> _Data provided_:
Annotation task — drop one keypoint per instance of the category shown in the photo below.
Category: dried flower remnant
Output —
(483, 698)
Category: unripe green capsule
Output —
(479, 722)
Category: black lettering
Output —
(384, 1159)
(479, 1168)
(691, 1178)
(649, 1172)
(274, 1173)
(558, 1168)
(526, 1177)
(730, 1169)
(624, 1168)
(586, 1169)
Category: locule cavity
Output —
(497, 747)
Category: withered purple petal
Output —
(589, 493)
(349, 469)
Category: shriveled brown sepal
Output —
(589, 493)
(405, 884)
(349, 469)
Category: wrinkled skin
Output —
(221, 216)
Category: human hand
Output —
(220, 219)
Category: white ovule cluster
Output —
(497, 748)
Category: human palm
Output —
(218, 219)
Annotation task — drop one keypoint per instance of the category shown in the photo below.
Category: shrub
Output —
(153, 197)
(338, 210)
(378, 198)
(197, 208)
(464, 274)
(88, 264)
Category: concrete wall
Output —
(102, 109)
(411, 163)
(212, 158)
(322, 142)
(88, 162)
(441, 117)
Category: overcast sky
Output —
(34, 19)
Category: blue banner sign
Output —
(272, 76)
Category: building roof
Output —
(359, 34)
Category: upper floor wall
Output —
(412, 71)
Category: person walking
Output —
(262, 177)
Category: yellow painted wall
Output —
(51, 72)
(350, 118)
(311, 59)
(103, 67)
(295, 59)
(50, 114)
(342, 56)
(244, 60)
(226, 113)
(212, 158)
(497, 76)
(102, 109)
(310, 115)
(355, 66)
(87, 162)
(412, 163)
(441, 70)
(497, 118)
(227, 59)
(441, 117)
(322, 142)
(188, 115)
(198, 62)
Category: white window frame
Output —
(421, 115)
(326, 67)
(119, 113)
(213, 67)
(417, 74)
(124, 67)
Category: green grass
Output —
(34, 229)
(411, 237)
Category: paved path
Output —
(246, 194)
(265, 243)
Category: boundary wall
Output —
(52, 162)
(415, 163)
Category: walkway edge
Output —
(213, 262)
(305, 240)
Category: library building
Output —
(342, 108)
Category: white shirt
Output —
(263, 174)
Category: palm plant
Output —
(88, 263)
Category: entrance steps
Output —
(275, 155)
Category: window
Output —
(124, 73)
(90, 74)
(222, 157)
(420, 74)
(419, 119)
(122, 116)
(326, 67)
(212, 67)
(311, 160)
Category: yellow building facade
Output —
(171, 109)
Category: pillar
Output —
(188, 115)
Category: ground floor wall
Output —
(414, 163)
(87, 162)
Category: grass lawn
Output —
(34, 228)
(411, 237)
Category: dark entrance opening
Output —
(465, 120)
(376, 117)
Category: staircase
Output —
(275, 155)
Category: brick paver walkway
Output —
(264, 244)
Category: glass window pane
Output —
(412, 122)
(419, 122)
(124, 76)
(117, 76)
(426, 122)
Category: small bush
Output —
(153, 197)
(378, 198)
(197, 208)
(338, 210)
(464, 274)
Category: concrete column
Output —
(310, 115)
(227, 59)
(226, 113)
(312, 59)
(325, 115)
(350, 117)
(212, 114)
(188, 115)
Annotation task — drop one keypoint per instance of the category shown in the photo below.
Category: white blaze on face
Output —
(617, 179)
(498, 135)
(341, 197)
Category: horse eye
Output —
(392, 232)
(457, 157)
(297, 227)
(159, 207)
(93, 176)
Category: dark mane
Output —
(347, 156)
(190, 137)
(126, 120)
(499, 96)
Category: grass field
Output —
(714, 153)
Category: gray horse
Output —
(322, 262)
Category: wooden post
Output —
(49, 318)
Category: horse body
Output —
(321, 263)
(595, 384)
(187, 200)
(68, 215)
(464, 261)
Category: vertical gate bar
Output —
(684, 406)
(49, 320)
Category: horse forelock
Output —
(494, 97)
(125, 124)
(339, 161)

> _Assignment_: Give every line of the listing again. Keep each one exact.

> _Response to the task_:
Annotation task — drop one keypoint per instance of the category shown in the photo below.
Category: dried flower remnant
Output —
(483, 698)
Category: unripe green capsule
Output —
(479, 722)
Category: black lettering
Output —
(384, 1159)
(479, 1168)
(691, 1178)
(649, 1172)
(274, 1173)
(558, 1168)
(526, 1177)
(730, 1169)
(624, 1168)
(586, 1169)
Category: locule cavity
Output —
(497, 747)
Category: withered purple petal
Output —
(589, 493)
(349, 469)
Category: shriveled brown sepal
Output —
(589, 493)
(405, 884)
(349, 469)
Category: wrinkled skin
Output —
(221, 216)
Category: human hand
Output —
(220, 219)
Category: white ovule cluster
Output —
(497, 748)
Category: human palm
Output —
(218, 219)
Annotation task — drop one keypoint per instance of the category shown in the photo below.
Category: shrub
Output —
(153, 197)
(338, 210)
(378, 198)
(197, 208)
(464, 274)
(88, 264)
Category: concrete wall
Output —
(102, 109)
(411, 163)
(212, 158)
(322, 142)
(88, 162)
(441, 117)
Category: overcast sky
Output —
(34, 19)
Category: blue banner sign
Output —
(272, 76)
Category: building roof
Output —
(359, 34)
Category: upper floor wall
Output —
(412, 71)
Category: person walking
Output —
(262, 177)
Category: yellow painted wall
Output —
(51, 72)
(350, 118)
(311, 59)
(103, 67)
(295, 59)
(50, 114)
(342, 56)
(244, 60)
(226, 113)
(212, 158)
(497, 76)
(102, 109)
(310, 115)
(355, 66)
(87, 162)
(412, 163)
(441, 70)
(497, 118)
(227, 59)
(441, 117)
(322, 142)
(188, 115)
(198, 62)
Category: white window frame
Output —
(421, 115)
(326, 67)
(119, 113)
(213, 67)
(417, 74)
(124, 67)
Category: green grass
Output —
(34, 229)
(411, 237)
Category: paved path
Output —
(246, 194)
(265, 243)
Category: boundary wall
Output —
(52, 162)
(415, 163)
Category: walkway edge
Output —
(213, 262)
(305, 240)
Category: library building
Output —
(342, 108)
Category: white shirt
Output —
(263, 174)
Category: palm plant
Output —
(88, 263)
Category: entrance steps
Output —
(275, 155)
Category: window
Output —
(124, 73)
(90, 74)
(222, 157)
(420, 74)
(419, 119)
(122, 116)
(326, 67)
(212, 67)
(311, 160)
Category: yellow building facade
Output —
(171, 109)
Category: pillar
Output —
(188, 115)
Category: ground floor wall
Output —
(414, 163)
(87, 162)
Category: grass lawn
Output —
(34, 228)
(411, 237)
Category: dark entrance opening
Output —
(465, 120)
(376, 117)
Category: staircase
Output —
(275, 155)
Category: brick paver walkway
Output —
(264, 244)
Category: glass window pane
Output —
(412, 122)
(419, 122)
(124, 76)
(117, 76)
(426, 122)
Category: small bush
Output —
(153, 197)
(378, 198)
(197, 208)
(338, 210)
(464, 274)
Category: concrete column
Output —
(310, 115)
(227, 59)
(226, 113)
(312, 59)
(325, 115)
(350, 117)
(212, 114)
(188, 115)
Annotation task — drop one keypoint per instance of the category shown in the photo below.
Category: white blaze on face
Output —
(617, 179)
(498, 135)
(341, 197)
Category: horse eye
Output —
(392, 232)
(457, 157)
(297, 227)
(159, 207)
(93, 176)
Category: dark mane
Output —
(347, 156)
(190, 137)
(126, 120)
(499, 96)
Category: grass field
Output —
(714, 153)
Category: gray horse
Output —
(322, 262)
Category: wooden post
Output —
(49, 318)
Category: horse body
Output —
(321, 263)
(595, 384)
(187, 200)
(68, 215)
(464, 261)
Category: vertical gate bar
Output —
(684, 406)
(49, 320)
Category: horse forelock
Output —
(494, 97)
(125, 124)
(339, 161)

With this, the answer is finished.